Work request -
Could you write out the whole listing exactly as it appears?

Start of Working data

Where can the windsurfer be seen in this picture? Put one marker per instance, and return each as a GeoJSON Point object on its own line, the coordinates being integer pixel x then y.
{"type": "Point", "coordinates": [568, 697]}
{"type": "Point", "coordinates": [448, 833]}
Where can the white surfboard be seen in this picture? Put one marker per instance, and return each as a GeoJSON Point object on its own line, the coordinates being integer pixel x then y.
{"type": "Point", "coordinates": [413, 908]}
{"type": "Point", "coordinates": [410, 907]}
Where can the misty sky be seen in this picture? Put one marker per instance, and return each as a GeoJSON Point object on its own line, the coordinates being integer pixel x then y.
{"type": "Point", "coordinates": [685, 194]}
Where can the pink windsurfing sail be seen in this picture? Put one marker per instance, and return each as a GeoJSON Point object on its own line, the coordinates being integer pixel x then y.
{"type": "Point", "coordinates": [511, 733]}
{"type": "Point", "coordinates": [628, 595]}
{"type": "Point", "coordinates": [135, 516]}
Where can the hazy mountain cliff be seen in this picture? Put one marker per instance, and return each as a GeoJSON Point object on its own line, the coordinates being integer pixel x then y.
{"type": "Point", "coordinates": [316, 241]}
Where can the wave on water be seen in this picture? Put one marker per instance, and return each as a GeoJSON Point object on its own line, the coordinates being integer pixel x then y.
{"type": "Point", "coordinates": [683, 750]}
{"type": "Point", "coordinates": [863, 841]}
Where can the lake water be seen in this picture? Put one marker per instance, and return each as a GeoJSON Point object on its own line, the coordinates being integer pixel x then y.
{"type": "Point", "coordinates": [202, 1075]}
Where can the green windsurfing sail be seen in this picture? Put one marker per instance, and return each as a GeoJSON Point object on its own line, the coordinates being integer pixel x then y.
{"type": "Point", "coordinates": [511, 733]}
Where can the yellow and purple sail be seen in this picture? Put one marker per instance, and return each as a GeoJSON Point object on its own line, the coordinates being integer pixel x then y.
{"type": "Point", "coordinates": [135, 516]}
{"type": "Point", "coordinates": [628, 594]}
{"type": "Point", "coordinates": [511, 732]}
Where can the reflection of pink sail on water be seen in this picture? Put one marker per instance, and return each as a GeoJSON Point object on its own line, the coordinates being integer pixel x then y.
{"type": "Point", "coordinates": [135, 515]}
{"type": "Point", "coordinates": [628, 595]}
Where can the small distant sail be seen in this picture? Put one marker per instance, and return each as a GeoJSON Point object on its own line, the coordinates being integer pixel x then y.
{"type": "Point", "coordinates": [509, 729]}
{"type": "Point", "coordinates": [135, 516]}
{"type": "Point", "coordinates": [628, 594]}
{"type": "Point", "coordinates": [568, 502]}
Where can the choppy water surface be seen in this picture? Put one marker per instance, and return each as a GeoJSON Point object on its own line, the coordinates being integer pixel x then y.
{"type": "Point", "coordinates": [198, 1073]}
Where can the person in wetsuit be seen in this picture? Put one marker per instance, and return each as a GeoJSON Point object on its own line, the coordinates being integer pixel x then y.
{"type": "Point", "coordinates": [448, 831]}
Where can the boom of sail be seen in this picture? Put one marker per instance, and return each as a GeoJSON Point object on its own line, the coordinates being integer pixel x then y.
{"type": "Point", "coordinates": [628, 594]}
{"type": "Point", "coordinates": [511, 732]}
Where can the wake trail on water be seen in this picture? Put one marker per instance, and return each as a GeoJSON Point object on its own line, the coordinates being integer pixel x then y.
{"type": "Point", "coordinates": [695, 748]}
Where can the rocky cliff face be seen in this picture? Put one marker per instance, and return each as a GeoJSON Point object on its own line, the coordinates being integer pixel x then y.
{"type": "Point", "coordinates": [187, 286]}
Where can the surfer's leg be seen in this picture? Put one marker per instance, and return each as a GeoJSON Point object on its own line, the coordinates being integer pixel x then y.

End of Working data

Solved problem -
Where can the windsurfer be seen in this picture? Put one marker per instance, and return each as a GeoJSON Point object on its own line, the coordinates being integer pixel x then y.
{"type": "Point", "coordinates": [568, 697]}
{"type": "Point", "coordinates": [448, 833]}
Where can the white surfboard be seen in this picture? Put one marker per instance, and return each as a GeoJSON Point object on its own line, the coordinates being integer pixel x then y.
{"type": "Point", "coordinates": [413, 908]}
{"type": "Point", "coordinates": [410, 907]}
Where can the misty sky be seen in this picture? Put one marker per instance, and return each as a GeoJSON Point object on its own line, the coordinates being integer pixel x then y.
{"type": "Point", "coordinates": [685, 194]}
Where can the pink windsurfing sail be seen in this picture? Put one marker per instance, and return each as a GeoJSON Point object on its own line, the coordinates being integer pixel x then y.
{"type": "Point", "coordinates": [511, 733]}
{"type": "Point", "coordinates": [628, 595]}
{"type": "Point", "coordinates": [135, 516]}
Where can the hazy mountain cliff be seen in this picture? Put one marker per instance, and return each as a GeoJSON Point object on its own line, the coordinates being integer pixel x then y.
{"type": "Point", "coordinates": [316, 241]}
Where can the wave on water be seen in this picture? Put one marker per instance, and return each as a GeoJSON Point object on its own line, the coordinates being integer pixel x then y.
{"type": "Point", "coordinates": [683, 750]}
{"type": "Point", "coordinates": [863, 841]}
Where can the lake water be seen in this picture? Put one marker per instance, and return each as a GeoJSON Point object on its own line, the coordinates being integer pixel x then y.
{"type": "Point", "coordinates": [202, 1075]}
Where can the green windsurfing sail be seen in this picture? Put one marker per instance, and return each as a GeoJSON Point object on its own line, the coordinates being integer pixel x then y.
{"type": "Point", "coordinates": [511, 733]}
Where can the yellow and purple sail be seen in this picture? Put one marker per instance, and return each as a GeoJSON Point object on its own line, the coordinates being integer pixel x then y.
{"type": "Point", "coordinates": [135, 516]}
{"type": "Point", "coordinates": [628, 594]}
{"type": "Point", "coordinates": [511, 732]}
Where can the reflection of pink sail on water be seen in this picture? Put one marker per instance, and return each as a GeoJSON Point object on its own line, the coordinates being integer pixel x then y.
{"type": "Point", "coordinates": [135, 515]}
{"type": "Point", "coordinates": [628, 595]}
Where can the small distant sail be seen in this picture? Put one marker per instance, and return each as a GeoJSON Point object on its own line, the coordinates being integer pixel x then y.
{"type": "Point", "coordinates": [509, 729]}
{"type": "Point", "coordinates": [135, 516]}
{"type": "Point", "coordinates": [628, 594]}
{"type": "Point", "coordinates": [568, 502]}
Where can the choppy water surface be seen in this picture? Put one marker per instance, and return each as a GeoJSON Point object on its own line, the coordinates being integer pixel x then y.
{"type": "Point", "coordinates": [198, 1073]}
Where can the person in wetsuit be seen in this picture? Put one marker per instance, and return each as a GeoJSON Point object on its own line, the coordinates being integer pixel x then y.
{"type": "Point", "coordinates": [448, 831]}
Where can the boom of sail be seen in this picture? Put one marker per instance, and return each as a GeoJSON Point object on its own line, the coordinates being integer pixel x then y.
{"type": "Point", "coordinates": [628, 594]}
{"type": "Point", "coordinates": [511, 732]}
Where can the wake trail on water be seen in this picture? Put one marker per instance, and return each as a GeoJSON Point object on its own line, the coordinates being integer pixel x then y.
{"type": "Point", "coordinates": [695, 748]}
Where can the rocky cliff face be seen in this picture? Put one marker per instance, and return each as a GeoJSON Point object on its own line, the coordinates being integer pixel x then y.
{"type": "Point", "coordinates": [187, 286]}
Where can the surfer's leg be seen in this picture? Put one marker per instance, and return each as a GeoJSON Point object on its own line, the coordinates being integer pixel x then y.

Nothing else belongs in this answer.